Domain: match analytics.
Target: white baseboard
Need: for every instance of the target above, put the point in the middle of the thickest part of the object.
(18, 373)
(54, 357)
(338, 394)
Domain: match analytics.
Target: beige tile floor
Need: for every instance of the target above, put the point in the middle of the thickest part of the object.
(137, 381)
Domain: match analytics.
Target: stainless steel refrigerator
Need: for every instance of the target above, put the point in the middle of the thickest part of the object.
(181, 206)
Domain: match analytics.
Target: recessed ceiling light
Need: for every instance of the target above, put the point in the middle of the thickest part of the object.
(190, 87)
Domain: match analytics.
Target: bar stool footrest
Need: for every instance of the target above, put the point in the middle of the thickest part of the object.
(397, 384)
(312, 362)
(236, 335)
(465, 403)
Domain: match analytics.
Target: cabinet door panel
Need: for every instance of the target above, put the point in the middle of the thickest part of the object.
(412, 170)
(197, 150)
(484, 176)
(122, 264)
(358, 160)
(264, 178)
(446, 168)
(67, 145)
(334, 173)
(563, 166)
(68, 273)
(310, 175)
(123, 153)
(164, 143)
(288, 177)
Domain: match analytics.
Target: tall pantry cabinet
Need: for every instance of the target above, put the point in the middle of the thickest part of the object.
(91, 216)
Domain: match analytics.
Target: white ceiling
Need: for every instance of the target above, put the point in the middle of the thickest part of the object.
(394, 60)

Exercise: Recast every line of the items above as a JSON list of strings, with one string for each line and any blank lines omitted.

Answer below:
[
  "Domain: match analytics.",
  "Target: white baseboard",
  "Need: for every instance of the target above, put the point in the middle of the thickest part of the object.",
  "(18, 373)",
  "(54, 357)",
  "(338, 394)",
  "Domain: match analytics.",
  "Target: beige tile floor",
  "Need: for every instance of the target above, put the point in the middle of the thickest part of the object.",
  "(137, 381)",
  "Domain: match analytics.",
  "Target: stainless steel refrigerator",
  "Need: for every instance of the target above, put the point in the middle of the thickest part of the object.",
  "(181, 206)",
  "Domain: match analytics.",
  "Target: recessed ceiling light",
  "Need: for every instance of the target above, put the point in the middle of the thickest part of the object.",
  "(190, 87)",
  "Domain: match analytics.",
  "Target: bar stool footrest",
  "Need: for every instance of the target above, put the point in the middle of the thickest part of the object.",
  "(397, 384)",
  "(312, 362)",
  "(236, 335)",
  "(465, 403)",
  "Domain: match analytics.",
  "Target: cabinet door panel",
  "Need: for every instance of the target above, put the point in the middle of the thickest part of the object.",
  "(412, 170)",
  "(197, 150)",
  "(484, 176)",
  "(122, 264)",
  "(358, 160)",
  "(264, 178)",
  "(446, 168)",
  "(67, 145)",
  "(334, 173)",
  "(563, 166)",
  "(68, 273)",
  "(310, 175)",
  "(123, 153)",
  "(164, 143)",
  "(288, 177)",
  "Domain: match analytics.",
  "Target: tall pantry cabinet",
  "Need: for every instance of the target above, put the point in the middle of the thickest part of the object.",
  "(91, 216)",
  "Domain: match analytics.",
  "Target: white ceiling",
  "Need: for every instance of the target above, put the point in the middle of the thickest part of the object.",
  "(394, 60)"
]